GIVEN EXERCISE 1:
According to the extract about the deal, on what date was the deal completed?
───── EXTRACT PROVIDED ─────
With the Starboard Value Fund onside shortly before the meeting, the deal was approved by shareholders on 24 September. There was, however, one last scare after a super typhoon hit Hong Kong, causing the city – where all of the funding banks were located – to shut down for a day.
"There was a risk that pre-funding was going to get delayed," explains Spatt. "I started getting emails from the Paul Hastings side saying it's going to close down for days and we were going to miss our window. I started calling people in the middle of the night at our offices in Hong Kong to see what they were hearing."
Had the city closed for longer than a day, Paul Hastings had contingency measures in place to deal with the consequences. In the end, the one-day shut-down did not delay pre-funding, and the deal was duly completed on 27 September.
In hindsight, Spatt says these kinds of problems only make the work more interesting. Furthermore, a track record of advising on the specific challenges associated with outbound Chinese investment will no doubt earn the firms involved a stronger reputation when it comes to advising on future transactions.
"This deal has significance for Chinese companies generally," concludes Lam. "In the Chinese papers it was said to have opened the door for Chinese companies to invest in America. So we absolutely anticipate getting more deals of this kind."
─────
GIVEN EXERCISE 2:
In the rows, rewrite the part that opens with the line containing "We need ground-truth boxes for the class dark red" and closes with the line containing "[372,307,640,427]", putting "Examine" wherever "Study" appears and changing nothing else. Leave the pictures out of your answer.
───── PROVIDED ENTRIES ─────
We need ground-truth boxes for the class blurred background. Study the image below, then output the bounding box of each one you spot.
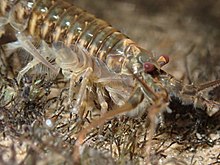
[71,0,220,84]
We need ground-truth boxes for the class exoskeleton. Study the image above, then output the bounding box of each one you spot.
[0,0,219,137]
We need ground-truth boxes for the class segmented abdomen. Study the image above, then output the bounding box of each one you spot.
[28,0,132,60]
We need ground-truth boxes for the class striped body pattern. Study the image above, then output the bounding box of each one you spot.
[0,0,220,162]
[0,0,218,115]
[0,0,218,114]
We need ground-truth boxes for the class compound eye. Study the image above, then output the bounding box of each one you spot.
[144,62,156,73]
[157,55,170,67]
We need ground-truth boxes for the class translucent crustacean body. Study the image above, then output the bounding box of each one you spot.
[0,0,220,164]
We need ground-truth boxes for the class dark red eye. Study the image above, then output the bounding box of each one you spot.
[157,55,170,67]
[144,62,155,73]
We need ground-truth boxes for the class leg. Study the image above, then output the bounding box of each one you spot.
[97,88,108,114]
[16,58,40,84]
[70,67,93,113]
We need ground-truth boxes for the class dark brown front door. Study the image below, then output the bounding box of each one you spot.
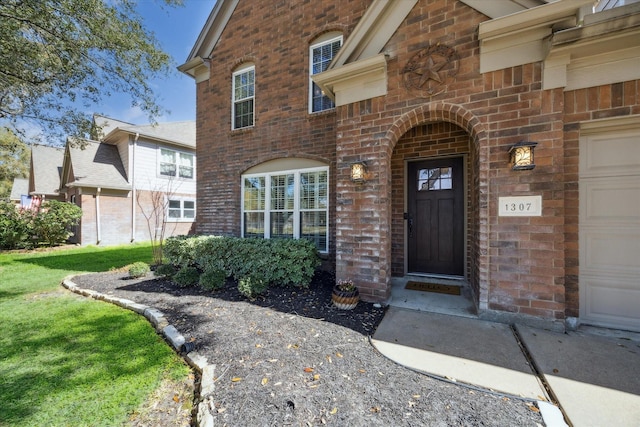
[406,157,464,276]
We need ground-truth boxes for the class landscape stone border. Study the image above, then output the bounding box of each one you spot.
[62,274,215,427]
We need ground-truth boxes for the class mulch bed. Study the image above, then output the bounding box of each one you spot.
[72,273,543,426]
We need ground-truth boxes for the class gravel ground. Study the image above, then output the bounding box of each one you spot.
[72,273,544,426]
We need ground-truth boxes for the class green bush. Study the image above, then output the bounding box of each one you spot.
[173,267,200,288]
[33,200,82,246]
[0,200,34,249]
[164,236,320,295]
[129,261,151,279]
[153,264,176,278]
[198,268,227,291]
[238,276,269,299]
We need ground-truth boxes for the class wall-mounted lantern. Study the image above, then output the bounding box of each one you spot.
[351,161,367,184]
[509,141,538,171]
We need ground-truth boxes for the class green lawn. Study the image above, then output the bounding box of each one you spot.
[0,245,189,426]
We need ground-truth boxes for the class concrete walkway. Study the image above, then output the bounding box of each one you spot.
[372,307,640,427]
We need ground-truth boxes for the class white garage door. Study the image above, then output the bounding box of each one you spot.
[580,123,640,331]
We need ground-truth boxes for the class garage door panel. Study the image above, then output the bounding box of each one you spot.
[581,176,640,225]
[580,275,640,331]
[579,123,640,331]
[580,229,640,277]
[580,131,640,177]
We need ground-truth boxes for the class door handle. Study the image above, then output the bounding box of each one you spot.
[403,212,413,237]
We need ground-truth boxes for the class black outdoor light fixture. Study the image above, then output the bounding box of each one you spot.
[351,161,367,184]
[509,141,538,171]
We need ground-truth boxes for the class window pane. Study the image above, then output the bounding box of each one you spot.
[160,163,176,176]
[168,200,180,218]
[300,171,327,209]
[244,212,264,237]
[244,176,265,210]
[271,211,293,239]
[160,148,176,163]
[180,166,193,179]
[271,174,294,211]
[418,167,453,191]
[300,211,328,252]
[310,40,342,112]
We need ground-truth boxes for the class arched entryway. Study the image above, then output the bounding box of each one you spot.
[389,104,487,314]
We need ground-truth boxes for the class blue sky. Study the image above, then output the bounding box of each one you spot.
[99,0,216,124]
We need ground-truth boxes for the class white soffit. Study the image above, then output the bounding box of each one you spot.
[460,0,551,19]
[542,3,640,90]
[178,0,240,82]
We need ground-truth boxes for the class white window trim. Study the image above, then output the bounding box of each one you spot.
[308,33,344,114]
[164,196,196,222]
[240,166,331,254]
[157,147,196,181]
[231,64,256,130]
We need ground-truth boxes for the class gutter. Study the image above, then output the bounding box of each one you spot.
[96,187,102,245]
[130,132,140,242]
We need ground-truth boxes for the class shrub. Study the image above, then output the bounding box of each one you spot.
[164,236,320,293]
[129,261,151,279]
[238,276,269,299]
[173,267,200,288]
[153,264,176,278]
[33,200,82,246]
[198,268,227,291]
[0,200,34,249]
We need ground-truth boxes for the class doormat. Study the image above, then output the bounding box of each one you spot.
[404,282,460,295]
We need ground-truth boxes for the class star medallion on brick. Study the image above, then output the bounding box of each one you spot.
[402,44,458,97]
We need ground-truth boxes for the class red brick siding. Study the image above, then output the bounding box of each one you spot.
[197,0,370,260]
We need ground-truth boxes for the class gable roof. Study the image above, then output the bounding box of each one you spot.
[94,115,196,148]
[29,145,64,196]
[9,178,29,200]
[62,140,131,190]
[178,0,555,82]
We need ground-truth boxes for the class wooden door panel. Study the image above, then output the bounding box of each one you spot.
[407,157,464,275]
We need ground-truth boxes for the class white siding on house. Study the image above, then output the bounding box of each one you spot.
[132,139,196,196]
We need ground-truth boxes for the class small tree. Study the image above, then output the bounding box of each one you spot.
[136,179,180,265]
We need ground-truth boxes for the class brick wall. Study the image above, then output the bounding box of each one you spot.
[197,0,370,260]
[337,1,564,319]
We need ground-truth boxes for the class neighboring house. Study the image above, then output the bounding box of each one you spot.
─────
FULL RESPONSE 1:
27 September

FULL RESPONSE 2:
We need ground-truth boxes for the class dark red eye. Examine the image above, then output the bounding box of each one you spot.
[157,55,170,67]
[144,62,155,73]
We need ground-truth boxes for the class leg. Examine the image above, then output the bounding box of each one you spot.
[97,88,108,114]
[16,58,40,84]
[70,67,93,113]
We need ground-truth boxes for the class dark brown front door. Examine the image below, then output the bounding box of each one you spot.
[406,157,464,276]
We need ground-truth boxes for the class landscape stone border. Examine the image above, then output the bounding box of each one you spot.
[62,274,215,427]
We need ground-truth boxes for the class mulch bed. Examine the image above, then output the bounding box of each one you spot.
[72,273,543,426]
We need ground-truth boxes for the class gravel ground. Examine the image above, then output the bounding box of each one you spot.
[72,273,544,426]
We need ground-truth boxes for the class green bush. Examine the image above, then output the bounding box of each one you spot.
[173,267,200,288]
[33,200,82,246]
[0,200,34,249]
[164,236,320,295]
[129,261,151,279]
[153,264,176,278]
[198,268,227,291]
[238,276,269,299]
We need ground-truth boxes for the class wall-mounted lantern. Examine the image above, then output the bounding box of each one you spot.
[351,161,367,184]
[509,141,538,171]
We need ground-truth boxes for the class green lawn. Examine the image above, then output the bounding box of each one you spot.
[0,245,189,426]
We need ground-truth boxes for the class concrete walkway. Examine the image above, then output the bounding box of each one you spot.
[372,307,640,427]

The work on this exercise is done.